━━━━━ Dataset records ━━━━━
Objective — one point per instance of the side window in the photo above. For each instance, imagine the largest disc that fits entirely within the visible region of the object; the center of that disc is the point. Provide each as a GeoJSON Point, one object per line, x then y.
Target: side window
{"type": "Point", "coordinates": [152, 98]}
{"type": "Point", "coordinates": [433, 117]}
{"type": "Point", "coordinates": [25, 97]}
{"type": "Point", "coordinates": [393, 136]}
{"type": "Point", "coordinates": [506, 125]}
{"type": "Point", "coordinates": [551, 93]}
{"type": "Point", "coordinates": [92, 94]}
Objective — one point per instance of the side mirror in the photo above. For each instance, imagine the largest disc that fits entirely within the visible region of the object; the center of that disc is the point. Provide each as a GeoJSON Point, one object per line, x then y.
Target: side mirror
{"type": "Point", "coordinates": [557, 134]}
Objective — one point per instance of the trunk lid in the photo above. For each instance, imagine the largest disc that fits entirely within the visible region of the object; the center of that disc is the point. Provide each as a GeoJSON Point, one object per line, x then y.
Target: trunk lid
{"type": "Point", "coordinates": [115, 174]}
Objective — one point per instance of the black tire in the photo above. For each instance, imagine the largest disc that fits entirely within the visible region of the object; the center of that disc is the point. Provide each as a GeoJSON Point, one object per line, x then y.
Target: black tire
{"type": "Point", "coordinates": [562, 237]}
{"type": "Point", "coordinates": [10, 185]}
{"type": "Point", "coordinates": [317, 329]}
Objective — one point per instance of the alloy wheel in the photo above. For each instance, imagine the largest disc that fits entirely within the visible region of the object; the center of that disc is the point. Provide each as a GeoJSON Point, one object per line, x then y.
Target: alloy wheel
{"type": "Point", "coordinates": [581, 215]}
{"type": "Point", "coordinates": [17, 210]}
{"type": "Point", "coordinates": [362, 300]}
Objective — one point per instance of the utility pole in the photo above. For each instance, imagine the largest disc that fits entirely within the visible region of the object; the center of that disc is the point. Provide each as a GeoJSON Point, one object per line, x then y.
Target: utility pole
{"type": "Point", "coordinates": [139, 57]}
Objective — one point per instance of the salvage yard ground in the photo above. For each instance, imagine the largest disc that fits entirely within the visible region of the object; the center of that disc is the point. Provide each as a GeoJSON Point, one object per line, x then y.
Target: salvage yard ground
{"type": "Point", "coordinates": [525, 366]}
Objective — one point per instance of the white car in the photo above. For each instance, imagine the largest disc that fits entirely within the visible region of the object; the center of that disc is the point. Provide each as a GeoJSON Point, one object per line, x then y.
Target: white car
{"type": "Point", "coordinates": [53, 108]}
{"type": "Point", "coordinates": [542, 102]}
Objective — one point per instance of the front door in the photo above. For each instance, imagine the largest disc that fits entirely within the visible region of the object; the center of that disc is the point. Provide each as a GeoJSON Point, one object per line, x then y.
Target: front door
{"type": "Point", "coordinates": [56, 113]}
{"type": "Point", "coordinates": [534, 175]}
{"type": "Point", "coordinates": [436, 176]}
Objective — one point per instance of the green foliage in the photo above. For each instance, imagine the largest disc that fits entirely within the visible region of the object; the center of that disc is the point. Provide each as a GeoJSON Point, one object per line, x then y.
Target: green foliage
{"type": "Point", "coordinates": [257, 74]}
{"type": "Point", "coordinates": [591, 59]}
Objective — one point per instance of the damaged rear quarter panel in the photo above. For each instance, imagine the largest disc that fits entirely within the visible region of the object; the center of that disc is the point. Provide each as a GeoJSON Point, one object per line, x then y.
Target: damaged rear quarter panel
━━━━━
◆ What you should do ◆
What is needed is an exact copy of the line containing "Objective — one point per instance of the damaged" and each line after it, through the final line of the entries above.

◆ Answer space ◆
Objective — one point per instance of the damaged rear quarter panel in the photo above. For each instance, imagine the largest disc that fits entirely within the visible region of the object; the center of that disc is the point. Provide each as a GeoJSON Point, one object per line, x then y.
Target: damaged rear quarter panel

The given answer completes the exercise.